Items from a data source
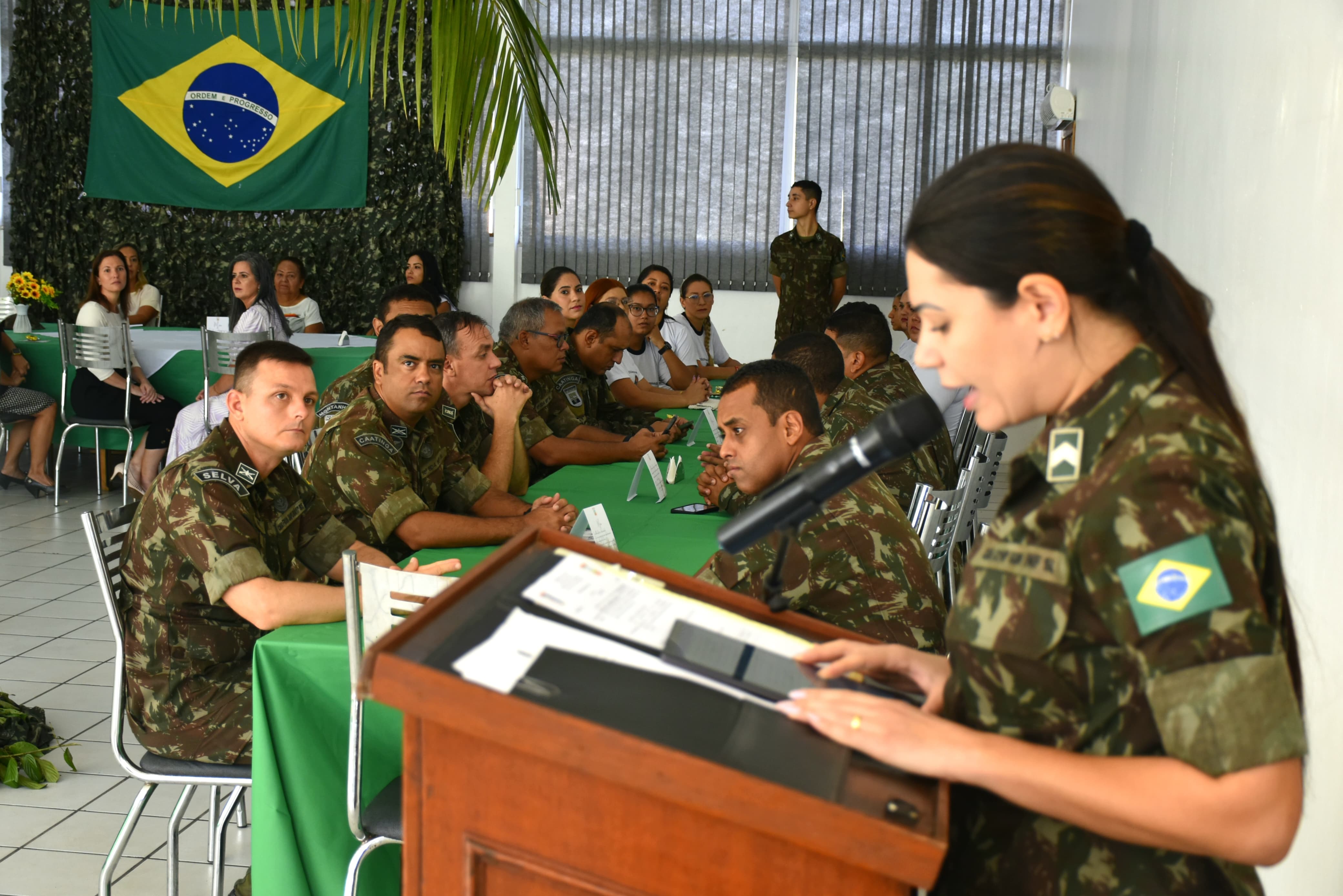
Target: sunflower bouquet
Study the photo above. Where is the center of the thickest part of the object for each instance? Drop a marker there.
(27, 289)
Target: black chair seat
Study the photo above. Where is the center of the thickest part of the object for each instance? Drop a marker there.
(383, 816)
(95, 421)
(156, 765)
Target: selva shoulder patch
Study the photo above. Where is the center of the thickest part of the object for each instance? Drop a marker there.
(1174, 583)
(215, 475)
(375, 438)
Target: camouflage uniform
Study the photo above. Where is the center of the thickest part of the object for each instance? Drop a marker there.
(857, 565)
(1076, 632)
(374, 472)
(848, 410)
(210, 523)
(806, 271)
(344, 390)
(892, 382)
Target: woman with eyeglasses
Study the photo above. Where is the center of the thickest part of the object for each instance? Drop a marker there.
(254, 311)
(1121, 707)
(692, 335)
(644, 375)
(562, 287)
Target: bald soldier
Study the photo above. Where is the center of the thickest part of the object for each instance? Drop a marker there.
(228, 545)
(406, 299)
(857, 563)
(845, 409)
(390, 468)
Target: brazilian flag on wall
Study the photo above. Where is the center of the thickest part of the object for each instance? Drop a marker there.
(205, 119)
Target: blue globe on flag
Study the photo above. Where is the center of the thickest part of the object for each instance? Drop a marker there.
(230, 112)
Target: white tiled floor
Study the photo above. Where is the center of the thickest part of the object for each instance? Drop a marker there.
(56, 652)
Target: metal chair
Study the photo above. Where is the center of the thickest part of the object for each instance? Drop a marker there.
(934, 518)
(381, 824)
(105, 532)
(95, 347)
(220, 354)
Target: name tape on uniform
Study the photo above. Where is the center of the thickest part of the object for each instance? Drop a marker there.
(652, 463)
(706, 417)
(594, 526)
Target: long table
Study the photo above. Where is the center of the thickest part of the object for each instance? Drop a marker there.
(179, 378)
(301, 843)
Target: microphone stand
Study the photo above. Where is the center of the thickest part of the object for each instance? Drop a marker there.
(774, 578)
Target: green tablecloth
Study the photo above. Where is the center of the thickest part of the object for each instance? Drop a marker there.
(180, 378)
(301, 843)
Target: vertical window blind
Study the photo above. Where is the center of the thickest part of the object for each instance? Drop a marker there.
(677, 124)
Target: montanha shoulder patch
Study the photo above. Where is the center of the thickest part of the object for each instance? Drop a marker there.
(375, 438)
(215, 475)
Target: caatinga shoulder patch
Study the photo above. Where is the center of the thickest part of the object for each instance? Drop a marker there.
(215, 475)
(1177, 582)
(375, 438)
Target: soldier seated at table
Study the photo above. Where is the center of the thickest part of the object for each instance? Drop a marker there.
(857, 565)
(228, 545)
(390, 467)
(407, 299)
(845, 409)
(581, 389)
(481, 405)
(864, 336)
(534, 338)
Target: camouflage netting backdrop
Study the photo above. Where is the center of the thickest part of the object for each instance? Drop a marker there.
(353, 256)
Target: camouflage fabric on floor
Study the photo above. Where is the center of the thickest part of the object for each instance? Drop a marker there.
(1125, 604)
(589, 398)
(892, 382)
(857, 565)
(210, 523)
(806, 269)
(373, 472)
(344, 390)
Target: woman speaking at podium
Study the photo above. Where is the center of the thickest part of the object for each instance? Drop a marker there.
(1121, 706)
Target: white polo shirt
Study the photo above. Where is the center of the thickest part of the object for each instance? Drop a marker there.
(648, 365)
(688, 343)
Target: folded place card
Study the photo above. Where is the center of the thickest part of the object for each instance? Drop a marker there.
(594, 526)
(652, 463)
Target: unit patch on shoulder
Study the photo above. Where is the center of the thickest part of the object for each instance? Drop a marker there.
(1176, 583)
(215, 475)
(1029, 561)
(1064, 463)
(376, 438)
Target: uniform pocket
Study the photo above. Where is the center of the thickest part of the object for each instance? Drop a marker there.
(1016, 600)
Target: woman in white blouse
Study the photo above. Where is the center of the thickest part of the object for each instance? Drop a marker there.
(96, 391)
(144, 304)
(300, 308)
(254, 311)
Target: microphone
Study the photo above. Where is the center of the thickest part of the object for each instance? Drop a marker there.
(894, 434)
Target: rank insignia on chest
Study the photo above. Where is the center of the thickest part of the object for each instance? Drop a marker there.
(1064, 463)
(1178, 582)
(375, 438)
(215, 475)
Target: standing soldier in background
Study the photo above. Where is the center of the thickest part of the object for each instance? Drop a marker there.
(809, 266)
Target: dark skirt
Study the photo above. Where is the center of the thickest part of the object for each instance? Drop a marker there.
(93, 398)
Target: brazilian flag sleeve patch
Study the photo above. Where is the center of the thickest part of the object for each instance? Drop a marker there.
(1176, 583)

Exercise prompt - Change each "Drop a marker there" in the material above to "Place a point there" and write out all of its lines again, keeping everything else the same. Leave the pictures out.

The result -
Target: sunflower bouquet
Study the photo above. Where is the center of the thickest part of the object for each instance? Place a point there.
(27, 289)
Target: black chair seat
Study the photo above. Where is the center of the thickest part of the object for each instance? Place a point there.
(383, 816)
(95, 421)
(156, 765)
Target: selva shoulder patch
Study the photo above. Where is the center of the thickest part of the object for each instance? Place a point there.
(1174, 583)
(215, 475)
(375, 438)
Target: camouflage uniform
Study the photo above. Where is the center of the thickest part of the object for each instance? Place a point there.
(857, 565)
(1076, 632)
(374, 472)
(848, 410)
(210, 523)
(806, 271)
(344, 390)
(892, 382)
Target: woman with eyeglasses
Study the photo above. Where is the center of the thickest part of the object for each instance? Place a point there.
(254, 311)
(1121, 707)
(692, 335)
(644, 375)
(562, 287)
Target: bald soldier
Study the photo above. Where is the center of the thickest part of the object for each instance? Place a point there.
(228, 545)
(406, 299)
(857, 563)
(845, 409)
(390, 468)
Target: brazilian flag on wall
Study the photo above. Where is the center of the thickest part of the object for each instance? Place a point there.
(205, 119)
Target: blue globe on flag
Study the photo above. Where is the center of the thickest part of the object for each instance? Place a point there.
(230, 112)
Target: white tiled floor
Study the photo above. Where is the center of the thickest part of the object for each instance? Place a point there.
(56, 652)
Target: metal chair
Study the photo above. Where is the center of the thickest part of the object for each instance? Place a point there.
(934, 518)
(381, 824)
(105, 532)
(95, 347)
(220, 354)
Target: name tape on uniform
Study the photo above. Where is the center of the thickest part of the object for each instance? Place a point there.
(652, 463)
(706, 417)
(594, 526)
Target: long table
Study the photo above. Where is the center of the thickest part of the object for each instance? Place a point there.
(179, 378)
(301, 843)
Target: microphone stand
Study the photo above. Where is the center of the thickest part of the object for each instance? Place a point there.
(774, 578)
Target: green tablecloth
Study the photo above. Where is the center of the thickest part of the object for each instance? Place a point there.
(180, 378)
(301, 843)
Target: vertical window blind
Study the photo above. Where is the center of the thickest part of the object for each instance? Place a point there.
(677, 124)
Target: montanha shoulder patch
Study the photo above. Where is the center of the thickest part of the object for each instance? Place a point there.
(375, 438)
(215, 475)
Target: caatinga shoulder patch
Study the photo above. Where is the center of the thickest part of the object for each instance? Place a point there.
(215, 475)
(1177, 582)
(375, 438)
Target: soldier seated at table
Study the photo above. Where is the center of the thickest part of the object for each instance? Place a point there.
(857, 565)
(228, 545)
(390, 467)
(407, 299)
(845, 409)
(581, 389)
(481, 405)
(864, 336)
(534, 338)
Target: camouflage netting backdrop
Study the photo above. Where is the center of the thickest part of the object for each instance? Place a point there.
(353, 256)
Target: camouflage fabric on floor
Study the photo above. Where is the center of the thickest part of the object for each instance? Place a point there.
(1125, 604)
(589, 398)
(892, 382)
(857, 565)
(210, 523)
(806, 269)
(373, 472)
(344, 390)
Target: woman speaking at podium
Study the photo above. Where is the center of the thickest part of the object for each instance? Place a point there.
(1121, 706)
Target: white polo shirt
Study the photo above. Where is the center of the thickest part of the object for each instance? Place a point there.
(648, 365)
(688, 343)
Target: folded place card
Study the photo above. Where is the center of the thickest part of the object for each instance? Place a point there.
(594, 526)
(652, 463)
Target: unit patch on shoulder
Study the photo above. Where is the center of the thickest part of the object for each instance? Place a point there.
(1176, 583)
(215, 475)
(1029, 561)
(1064, 463)
(376, 438)
Target: uniform pocket
Study the photo above. Where is the center of the thickest part of the object for each instance? Place a point there.
(1016, 600)
Target: woman in white blouse
Study the photo above. Where is the center of the thickest part of the object for each instance? Place a point there.
(96, 391)
(144, 304)
(300, 308)
(254, 311)
Target: microphone
Study the photo above. Where is the center of the thickest part of the object for each instance? Place a point there.
(894, 434)
Target: rank insignia on chest
Study the photo above. Where is the center of the thickest part of the object for each instance? Place a point there.
(1064, 463)
(1178, 582)
(375, 438)
(215, 475)
Target: standing soldier in background
Study the photo above. Where is the center of the thickest part of the object for each instance? Place a point there.
(809, 266)
Target: dark skirt
Study the photo above. Where is the center of the thickest part of the object for each instance? Place a point there.
(93, 398)
Target: brazilian flag sleeve patch
Study the photo above. Where is the center of the thickest part of the object for each instance? Place a point there.
(1176, 583)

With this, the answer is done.